#### [Data section]
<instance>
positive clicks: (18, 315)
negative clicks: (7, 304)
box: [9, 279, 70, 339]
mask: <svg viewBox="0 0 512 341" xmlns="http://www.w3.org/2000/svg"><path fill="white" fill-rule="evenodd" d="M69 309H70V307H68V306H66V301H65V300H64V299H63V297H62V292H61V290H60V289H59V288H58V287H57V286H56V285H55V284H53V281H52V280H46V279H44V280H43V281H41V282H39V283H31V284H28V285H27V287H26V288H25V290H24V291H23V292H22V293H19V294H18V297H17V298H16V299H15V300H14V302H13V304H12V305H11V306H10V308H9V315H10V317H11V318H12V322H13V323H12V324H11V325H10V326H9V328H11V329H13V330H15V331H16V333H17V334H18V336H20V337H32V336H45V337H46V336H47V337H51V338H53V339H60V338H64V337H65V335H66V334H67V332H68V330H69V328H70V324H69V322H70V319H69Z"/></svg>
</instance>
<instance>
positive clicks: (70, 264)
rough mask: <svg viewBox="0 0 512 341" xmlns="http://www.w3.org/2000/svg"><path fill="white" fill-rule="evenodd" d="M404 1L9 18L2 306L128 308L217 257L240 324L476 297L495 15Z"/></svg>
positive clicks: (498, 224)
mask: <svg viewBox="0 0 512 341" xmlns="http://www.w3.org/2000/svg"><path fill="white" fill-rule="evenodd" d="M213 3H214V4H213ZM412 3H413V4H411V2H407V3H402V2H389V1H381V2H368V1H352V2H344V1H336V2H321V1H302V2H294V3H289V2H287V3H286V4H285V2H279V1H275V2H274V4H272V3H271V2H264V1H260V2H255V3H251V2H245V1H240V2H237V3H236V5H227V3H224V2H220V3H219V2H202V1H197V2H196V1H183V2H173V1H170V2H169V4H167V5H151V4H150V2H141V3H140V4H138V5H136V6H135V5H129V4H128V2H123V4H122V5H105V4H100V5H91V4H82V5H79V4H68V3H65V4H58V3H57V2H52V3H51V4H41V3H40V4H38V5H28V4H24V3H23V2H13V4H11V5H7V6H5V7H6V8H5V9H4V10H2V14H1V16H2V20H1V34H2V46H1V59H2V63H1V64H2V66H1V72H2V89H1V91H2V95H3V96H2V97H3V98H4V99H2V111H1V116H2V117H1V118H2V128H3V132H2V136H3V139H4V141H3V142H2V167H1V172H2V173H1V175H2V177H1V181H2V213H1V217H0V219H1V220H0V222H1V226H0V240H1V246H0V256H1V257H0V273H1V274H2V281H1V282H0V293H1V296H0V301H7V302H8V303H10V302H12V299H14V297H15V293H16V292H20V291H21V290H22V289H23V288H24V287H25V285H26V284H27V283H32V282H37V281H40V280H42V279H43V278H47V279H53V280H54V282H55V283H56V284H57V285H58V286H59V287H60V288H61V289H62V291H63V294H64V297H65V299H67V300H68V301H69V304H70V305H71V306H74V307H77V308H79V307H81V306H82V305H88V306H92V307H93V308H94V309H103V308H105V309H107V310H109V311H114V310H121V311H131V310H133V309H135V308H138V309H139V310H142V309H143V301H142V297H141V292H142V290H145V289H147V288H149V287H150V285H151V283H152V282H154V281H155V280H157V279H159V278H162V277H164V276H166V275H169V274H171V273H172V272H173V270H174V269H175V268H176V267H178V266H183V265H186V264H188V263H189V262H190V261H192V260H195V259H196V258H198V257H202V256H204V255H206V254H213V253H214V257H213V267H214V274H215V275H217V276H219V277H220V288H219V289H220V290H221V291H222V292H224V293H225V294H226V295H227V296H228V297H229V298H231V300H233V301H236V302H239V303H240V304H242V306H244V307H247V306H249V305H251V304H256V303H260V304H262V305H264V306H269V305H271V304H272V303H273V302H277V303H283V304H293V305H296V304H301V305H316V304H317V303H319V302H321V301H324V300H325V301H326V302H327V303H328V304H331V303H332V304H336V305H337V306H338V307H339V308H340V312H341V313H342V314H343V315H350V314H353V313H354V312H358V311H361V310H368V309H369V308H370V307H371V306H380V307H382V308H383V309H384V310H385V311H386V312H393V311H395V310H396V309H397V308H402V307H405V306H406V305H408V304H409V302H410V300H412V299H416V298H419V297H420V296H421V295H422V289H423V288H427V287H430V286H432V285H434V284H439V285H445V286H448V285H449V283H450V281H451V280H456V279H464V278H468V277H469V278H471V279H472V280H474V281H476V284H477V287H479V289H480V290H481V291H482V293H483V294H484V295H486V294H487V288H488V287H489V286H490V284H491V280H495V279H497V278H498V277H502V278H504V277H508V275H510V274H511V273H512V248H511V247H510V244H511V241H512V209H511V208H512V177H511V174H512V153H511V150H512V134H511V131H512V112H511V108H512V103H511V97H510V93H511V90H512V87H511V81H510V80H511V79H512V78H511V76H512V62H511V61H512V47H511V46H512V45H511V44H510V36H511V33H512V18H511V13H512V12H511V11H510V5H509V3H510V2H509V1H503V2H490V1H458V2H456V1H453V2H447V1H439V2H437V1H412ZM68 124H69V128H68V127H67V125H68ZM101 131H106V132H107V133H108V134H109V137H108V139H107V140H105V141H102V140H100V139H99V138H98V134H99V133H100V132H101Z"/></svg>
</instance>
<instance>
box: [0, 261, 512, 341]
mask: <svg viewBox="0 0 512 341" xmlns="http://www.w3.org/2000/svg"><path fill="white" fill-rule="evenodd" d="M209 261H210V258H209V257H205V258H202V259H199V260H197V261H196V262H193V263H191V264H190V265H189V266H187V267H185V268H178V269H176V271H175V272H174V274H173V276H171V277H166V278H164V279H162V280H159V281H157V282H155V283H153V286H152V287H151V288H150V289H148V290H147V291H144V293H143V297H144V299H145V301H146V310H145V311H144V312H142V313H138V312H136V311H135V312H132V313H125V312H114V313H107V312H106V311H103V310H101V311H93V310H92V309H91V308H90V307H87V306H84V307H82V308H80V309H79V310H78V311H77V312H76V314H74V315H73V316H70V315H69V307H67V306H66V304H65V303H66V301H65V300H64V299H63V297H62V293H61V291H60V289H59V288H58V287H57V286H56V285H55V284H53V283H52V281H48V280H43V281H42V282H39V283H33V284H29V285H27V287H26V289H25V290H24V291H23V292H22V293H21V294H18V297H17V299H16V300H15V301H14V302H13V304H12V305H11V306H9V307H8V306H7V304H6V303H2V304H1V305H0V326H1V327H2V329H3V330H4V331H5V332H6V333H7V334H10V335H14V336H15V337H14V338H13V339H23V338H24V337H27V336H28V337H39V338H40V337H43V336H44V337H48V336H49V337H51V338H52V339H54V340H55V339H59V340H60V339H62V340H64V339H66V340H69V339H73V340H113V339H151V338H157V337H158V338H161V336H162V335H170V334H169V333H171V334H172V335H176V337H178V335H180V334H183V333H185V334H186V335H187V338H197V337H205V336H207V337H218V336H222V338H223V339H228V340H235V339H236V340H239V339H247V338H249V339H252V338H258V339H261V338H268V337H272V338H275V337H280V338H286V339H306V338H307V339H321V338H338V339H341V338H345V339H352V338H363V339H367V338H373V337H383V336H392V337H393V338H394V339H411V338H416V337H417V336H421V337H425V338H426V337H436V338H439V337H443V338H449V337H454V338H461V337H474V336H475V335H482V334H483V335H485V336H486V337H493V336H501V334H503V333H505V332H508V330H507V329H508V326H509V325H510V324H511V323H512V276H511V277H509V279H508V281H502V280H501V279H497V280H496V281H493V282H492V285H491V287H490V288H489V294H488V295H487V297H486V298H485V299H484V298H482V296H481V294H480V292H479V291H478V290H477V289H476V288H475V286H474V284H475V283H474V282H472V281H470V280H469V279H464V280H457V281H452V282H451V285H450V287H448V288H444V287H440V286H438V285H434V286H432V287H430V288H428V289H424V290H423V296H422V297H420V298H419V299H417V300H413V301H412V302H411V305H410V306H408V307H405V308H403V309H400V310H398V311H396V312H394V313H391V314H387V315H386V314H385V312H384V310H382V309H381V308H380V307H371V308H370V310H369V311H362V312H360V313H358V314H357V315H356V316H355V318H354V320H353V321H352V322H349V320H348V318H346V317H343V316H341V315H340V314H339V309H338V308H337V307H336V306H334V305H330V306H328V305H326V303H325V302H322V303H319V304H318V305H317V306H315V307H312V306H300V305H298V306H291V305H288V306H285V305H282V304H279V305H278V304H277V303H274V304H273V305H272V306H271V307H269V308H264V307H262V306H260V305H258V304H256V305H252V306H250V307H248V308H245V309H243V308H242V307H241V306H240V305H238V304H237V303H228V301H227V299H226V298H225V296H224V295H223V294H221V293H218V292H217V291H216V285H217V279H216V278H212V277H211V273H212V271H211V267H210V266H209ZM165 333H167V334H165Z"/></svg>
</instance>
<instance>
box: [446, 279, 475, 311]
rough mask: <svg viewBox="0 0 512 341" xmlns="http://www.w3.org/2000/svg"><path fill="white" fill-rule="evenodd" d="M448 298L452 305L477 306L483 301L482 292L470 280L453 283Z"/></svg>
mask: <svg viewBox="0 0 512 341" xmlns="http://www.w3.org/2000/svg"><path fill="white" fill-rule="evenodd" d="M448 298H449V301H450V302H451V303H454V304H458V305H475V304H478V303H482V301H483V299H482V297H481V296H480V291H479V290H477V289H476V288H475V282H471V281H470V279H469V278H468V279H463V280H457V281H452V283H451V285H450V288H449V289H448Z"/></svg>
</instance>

#### [Required action]
Present everything from the first line of the rows down to the line containing "positive clicks: (498, 224)", inclusive, as a numbered list, leaving out any blank lines.

#### [Output]
1. <instance>
2. positive clicks: (18, 315)
3. negative clicks: (7, 304)
4. box: [9, 279, 70, 339]
5. mask: <svg viewBox="0 0 512 341" xmlns="http://www.w3.org/2000/svg"><path fill="white" fill-rule="evenodd" d="M69 309H70V307H68V306H66V301H65V300H64V299H63V297H62V292H61V290H60V289H59V288H58V287H57V286H56V285H55V284H53V281H52V280H46V279H44V280H43V281H41V282H39V283H31V284H28V285H27V287H26V288H25V290H24V291H23V292H22V293H19V294H18V297H17V298H16V299H15V300H14V302H13V304H12V305H11V306H10V308H9V315H10V317H11V318H12V322H13V323H12V324H11V325H10V326H9V328H11V329H13V330H15V331H16V333H17V334H18V336H20V337H32V336H45V337H46V336H47V337H51V338H53V339H60V338H64V337H65V335H66V334H67V332H68V330H69V328H70V324H69V322H70V319H69Z"/></svg>
6. </instance>
7. <instance>
8. positive clicks: (70, 264)
9. rough mask: <svg viewBox="0 0 512 341" xmlns="http://www.w3.org/2000/svg"><path fill="white" fill-rule="evenodd" d="M404 1L9 18L2 306L128 308L217 257L240 324L476 297L495 15Z"/></svg>
10. positive clicks: (498, 224)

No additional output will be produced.